> **Exercise aim**: Render everything in the records below, from the line containing "423, row 24." down to the line containing "column 229, row 102", as a numbered list with blank lines left out.

> **Data supplied**:
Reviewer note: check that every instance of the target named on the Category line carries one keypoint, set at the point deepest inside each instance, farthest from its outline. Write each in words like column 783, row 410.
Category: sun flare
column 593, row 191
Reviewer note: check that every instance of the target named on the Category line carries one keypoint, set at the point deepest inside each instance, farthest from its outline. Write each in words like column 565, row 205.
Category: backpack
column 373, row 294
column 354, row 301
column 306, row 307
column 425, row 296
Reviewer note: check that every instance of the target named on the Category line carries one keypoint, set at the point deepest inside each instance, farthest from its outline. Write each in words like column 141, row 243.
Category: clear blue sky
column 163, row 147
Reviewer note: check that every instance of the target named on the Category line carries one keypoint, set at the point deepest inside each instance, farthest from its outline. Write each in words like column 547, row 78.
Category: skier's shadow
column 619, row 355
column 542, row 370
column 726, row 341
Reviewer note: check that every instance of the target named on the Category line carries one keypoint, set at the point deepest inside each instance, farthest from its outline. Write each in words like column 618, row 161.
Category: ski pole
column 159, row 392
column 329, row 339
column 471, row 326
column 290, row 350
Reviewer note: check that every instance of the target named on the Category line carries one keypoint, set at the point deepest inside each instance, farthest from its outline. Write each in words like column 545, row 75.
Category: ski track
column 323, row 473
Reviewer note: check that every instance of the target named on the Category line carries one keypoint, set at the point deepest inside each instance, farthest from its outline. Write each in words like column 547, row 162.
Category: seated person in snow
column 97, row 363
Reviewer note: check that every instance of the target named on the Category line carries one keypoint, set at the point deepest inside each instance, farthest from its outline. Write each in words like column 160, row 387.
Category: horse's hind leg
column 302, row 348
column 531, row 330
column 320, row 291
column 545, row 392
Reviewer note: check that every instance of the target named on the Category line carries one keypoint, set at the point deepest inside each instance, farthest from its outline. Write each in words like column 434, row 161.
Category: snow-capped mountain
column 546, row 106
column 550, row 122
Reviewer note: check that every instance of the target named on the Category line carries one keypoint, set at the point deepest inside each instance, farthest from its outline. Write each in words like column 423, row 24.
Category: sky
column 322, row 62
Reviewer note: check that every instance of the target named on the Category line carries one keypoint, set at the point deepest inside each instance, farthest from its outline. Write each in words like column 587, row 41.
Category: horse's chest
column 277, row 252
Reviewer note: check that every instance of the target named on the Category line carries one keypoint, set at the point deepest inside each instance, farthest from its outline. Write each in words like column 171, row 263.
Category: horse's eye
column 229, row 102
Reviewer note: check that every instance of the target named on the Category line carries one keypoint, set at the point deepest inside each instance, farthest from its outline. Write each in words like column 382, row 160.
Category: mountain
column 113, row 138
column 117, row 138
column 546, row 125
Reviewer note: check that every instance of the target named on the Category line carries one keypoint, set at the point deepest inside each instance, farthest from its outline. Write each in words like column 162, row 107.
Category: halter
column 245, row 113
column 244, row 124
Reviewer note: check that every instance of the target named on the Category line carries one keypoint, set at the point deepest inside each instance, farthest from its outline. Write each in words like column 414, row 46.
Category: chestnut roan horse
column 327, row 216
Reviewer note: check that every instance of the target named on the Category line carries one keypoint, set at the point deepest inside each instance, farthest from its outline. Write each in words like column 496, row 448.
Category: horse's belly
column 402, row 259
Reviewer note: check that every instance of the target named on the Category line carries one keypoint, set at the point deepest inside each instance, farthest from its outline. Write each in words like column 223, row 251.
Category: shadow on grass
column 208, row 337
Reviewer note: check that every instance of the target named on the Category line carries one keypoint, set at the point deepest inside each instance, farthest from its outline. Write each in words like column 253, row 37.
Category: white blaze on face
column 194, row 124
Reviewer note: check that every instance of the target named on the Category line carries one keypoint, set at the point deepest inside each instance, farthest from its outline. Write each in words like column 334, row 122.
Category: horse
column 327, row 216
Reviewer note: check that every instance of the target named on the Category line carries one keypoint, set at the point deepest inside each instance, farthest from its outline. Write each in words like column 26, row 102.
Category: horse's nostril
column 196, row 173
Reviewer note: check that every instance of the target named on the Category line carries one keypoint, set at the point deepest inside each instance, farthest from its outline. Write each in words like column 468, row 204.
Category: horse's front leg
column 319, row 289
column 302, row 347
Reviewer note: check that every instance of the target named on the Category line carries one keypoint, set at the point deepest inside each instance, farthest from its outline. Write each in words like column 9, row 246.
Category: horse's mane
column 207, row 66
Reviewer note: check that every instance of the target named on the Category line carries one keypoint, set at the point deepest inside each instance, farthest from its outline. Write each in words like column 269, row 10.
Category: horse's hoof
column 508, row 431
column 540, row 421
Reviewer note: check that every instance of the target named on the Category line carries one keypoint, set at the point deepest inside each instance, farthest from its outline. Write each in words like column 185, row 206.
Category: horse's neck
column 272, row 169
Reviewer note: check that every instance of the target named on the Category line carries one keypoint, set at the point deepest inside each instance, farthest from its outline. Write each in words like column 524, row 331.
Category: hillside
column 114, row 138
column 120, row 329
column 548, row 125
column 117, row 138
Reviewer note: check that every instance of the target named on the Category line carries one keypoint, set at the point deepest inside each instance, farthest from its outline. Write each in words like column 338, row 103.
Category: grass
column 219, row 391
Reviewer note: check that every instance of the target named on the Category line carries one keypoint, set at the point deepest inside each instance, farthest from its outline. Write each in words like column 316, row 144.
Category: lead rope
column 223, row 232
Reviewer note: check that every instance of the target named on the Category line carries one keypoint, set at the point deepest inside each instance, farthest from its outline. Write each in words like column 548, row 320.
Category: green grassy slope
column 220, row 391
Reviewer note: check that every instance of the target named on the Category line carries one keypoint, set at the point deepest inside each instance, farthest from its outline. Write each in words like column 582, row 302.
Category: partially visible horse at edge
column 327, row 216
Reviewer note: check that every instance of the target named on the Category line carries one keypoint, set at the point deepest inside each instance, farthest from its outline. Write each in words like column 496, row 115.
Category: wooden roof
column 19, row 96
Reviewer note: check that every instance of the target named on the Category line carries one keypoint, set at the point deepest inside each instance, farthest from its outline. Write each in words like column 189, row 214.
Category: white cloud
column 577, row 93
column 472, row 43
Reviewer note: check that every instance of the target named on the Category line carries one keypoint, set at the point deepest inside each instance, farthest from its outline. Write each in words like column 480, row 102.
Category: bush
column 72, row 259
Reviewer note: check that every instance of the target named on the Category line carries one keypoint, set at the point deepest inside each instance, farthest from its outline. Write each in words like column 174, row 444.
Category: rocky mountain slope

==

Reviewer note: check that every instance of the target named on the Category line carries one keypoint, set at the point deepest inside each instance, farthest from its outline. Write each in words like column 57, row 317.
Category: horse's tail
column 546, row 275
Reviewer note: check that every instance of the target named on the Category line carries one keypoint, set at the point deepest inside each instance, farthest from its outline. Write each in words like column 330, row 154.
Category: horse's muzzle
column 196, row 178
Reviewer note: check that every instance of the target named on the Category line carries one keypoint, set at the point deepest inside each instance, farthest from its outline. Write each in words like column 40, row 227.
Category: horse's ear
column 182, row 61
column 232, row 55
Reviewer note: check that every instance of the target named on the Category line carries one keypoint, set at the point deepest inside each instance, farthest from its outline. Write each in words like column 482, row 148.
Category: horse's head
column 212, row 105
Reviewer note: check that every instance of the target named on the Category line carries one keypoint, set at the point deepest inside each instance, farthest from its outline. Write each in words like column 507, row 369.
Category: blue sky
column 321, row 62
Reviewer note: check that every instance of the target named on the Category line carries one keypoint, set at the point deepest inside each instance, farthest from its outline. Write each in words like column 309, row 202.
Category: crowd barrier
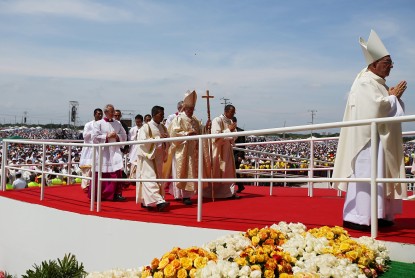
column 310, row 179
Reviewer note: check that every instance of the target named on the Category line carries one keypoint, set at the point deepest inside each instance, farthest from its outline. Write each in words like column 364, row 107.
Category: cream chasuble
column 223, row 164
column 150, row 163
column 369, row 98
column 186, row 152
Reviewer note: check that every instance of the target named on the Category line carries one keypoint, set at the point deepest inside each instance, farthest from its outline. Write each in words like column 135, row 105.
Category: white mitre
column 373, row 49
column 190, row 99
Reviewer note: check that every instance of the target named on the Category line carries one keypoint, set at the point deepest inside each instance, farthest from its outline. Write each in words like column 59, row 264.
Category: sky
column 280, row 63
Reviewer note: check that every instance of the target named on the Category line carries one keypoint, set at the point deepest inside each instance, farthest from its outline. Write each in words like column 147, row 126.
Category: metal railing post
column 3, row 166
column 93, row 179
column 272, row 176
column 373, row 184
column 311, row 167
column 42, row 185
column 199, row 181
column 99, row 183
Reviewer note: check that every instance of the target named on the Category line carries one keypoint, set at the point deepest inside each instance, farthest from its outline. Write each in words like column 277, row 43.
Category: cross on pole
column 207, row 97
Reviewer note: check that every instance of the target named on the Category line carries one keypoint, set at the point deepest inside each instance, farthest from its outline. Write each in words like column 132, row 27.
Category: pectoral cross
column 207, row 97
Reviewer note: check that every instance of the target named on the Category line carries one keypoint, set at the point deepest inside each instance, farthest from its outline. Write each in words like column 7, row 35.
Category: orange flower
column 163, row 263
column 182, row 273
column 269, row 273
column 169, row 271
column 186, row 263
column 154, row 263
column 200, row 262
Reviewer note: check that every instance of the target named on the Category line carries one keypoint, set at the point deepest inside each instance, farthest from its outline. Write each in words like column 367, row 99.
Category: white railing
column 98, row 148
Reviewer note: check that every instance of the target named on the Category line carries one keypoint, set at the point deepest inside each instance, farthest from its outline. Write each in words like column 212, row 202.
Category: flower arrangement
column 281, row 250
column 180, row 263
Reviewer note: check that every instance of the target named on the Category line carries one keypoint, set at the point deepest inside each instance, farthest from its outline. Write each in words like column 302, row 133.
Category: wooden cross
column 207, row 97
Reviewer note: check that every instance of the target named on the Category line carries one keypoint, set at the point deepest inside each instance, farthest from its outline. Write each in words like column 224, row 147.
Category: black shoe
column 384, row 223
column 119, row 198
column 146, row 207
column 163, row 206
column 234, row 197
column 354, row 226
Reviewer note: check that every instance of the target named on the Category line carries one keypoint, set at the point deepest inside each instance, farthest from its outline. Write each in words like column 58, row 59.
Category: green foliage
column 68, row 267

> **Response**:
1. Reviewer note: check that every instance of the target named on the Category line carries one keypoint, set at the point deepest inside each instance, farthest from its outline. Write each in words like column 423, row 24.
2. Category: sky
3. column 322, row 62
4. Reviewer note: check that every instance of the target named on the Category line carries one keypoint, set at the point deepest inside each instance, farthest from its outline. Write each in words like column 587, row 41.
5. Category: horse's chest
6. column 277, row 252
7. Reviewer note: check that every instance of the target named on the Category line carries one keypoint, set at the point deepest inside each instance, farthest from its outline. Write each in words like column 171, row 263.
8. Category: horse's eye
9. column 229, row 102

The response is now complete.